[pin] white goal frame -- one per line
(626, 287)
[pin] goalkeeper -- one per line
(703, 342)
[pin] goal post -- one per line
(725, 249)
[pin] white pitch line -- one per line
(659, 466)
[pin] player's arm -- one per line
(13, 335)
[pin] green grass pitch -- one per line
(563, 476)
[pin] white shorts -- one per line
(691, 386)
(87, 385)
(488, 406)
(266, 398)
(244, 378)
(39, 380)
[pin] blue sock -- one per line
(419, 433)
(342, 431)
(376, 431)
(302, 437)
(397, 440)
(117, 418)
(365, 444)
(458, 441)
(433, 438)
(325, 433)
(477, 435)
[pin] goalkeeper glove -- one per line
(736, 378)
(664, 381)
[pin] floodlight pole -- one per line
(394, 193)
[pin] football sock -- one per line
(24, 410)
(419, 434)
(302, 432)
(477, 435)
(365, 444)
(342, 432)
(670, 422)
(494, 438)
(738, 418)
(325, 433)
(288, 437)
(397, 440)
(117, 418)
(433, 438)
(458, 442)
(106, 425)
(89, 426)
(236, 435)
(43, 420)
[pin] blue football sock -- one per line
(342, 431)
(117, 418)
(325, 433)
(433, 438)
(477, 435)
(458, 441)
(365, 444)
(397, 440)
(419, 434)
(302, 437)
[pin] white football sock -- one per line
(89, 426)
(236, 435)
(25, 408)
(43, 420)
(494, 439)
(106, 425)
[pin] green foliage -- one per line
+===+
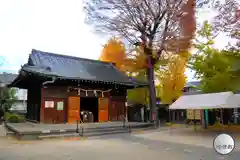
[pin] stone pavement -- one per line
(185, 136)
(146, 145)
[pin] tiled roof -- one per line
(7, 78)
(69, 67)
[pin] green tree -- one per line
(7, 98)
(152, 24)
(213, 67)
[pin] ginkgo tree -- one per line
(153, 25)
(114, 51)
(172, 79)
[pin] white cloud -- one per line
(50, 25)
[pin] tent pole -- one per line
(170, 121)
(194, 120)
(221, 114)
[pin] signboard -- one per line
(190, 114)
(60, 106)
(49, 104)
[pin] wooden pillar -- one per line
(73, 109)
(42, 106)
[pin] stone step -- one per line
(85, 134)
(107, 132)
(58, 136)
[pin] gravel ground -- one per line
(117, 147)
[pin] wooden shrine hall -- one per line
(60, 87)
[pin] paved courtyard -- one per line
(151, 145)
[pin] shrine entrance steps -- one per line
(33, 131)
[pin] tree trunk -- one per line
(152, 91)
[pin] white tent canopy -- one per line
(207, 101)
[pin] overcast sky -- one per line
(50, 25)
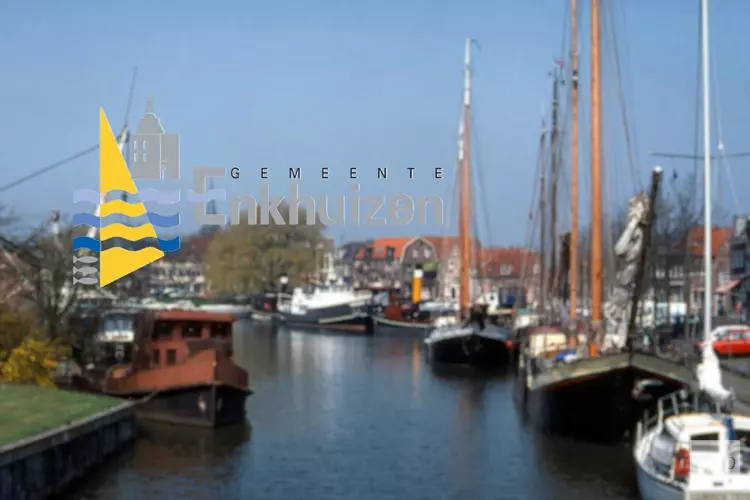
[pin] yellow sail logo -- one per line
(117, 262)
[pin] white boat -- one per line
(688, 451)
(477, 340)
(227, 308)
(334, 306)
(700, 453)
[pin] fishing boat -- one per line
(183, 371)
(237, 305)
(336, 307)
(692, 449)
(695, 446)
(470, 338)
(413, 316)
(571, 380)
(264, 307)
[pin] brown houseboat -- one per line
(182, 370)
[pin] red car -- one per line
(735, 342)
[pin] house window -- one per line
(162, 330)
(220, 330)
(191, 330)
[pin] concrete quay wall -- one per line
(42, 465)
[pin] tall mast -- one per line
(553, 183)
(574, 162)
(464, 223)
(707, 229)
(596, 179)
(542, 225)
+===+
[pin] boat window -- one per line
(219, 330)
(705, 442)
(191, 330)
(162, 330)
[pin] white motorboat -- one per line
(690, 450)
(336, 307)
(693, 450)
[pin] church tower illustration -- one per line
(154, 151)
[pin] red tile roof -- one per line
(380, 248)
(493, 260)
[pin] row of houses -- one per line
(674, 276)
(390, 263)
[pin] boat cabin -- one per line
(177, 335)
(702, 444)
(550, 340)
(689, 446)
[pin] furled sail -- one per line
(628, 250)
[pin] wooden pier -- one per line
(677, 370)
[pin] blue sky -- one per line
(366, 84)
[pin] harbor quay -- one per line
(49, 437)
+===+
- Task requirements -
Pick out every line in the records above that contains the string "sock" and copy each one. Matching is case-sensitive.

- Expected answer -
[pin] blue sock -- one per line
[pin] football sock -- one per line
[pin] blue football sock -- one per line
[pin] white football sock -- one per line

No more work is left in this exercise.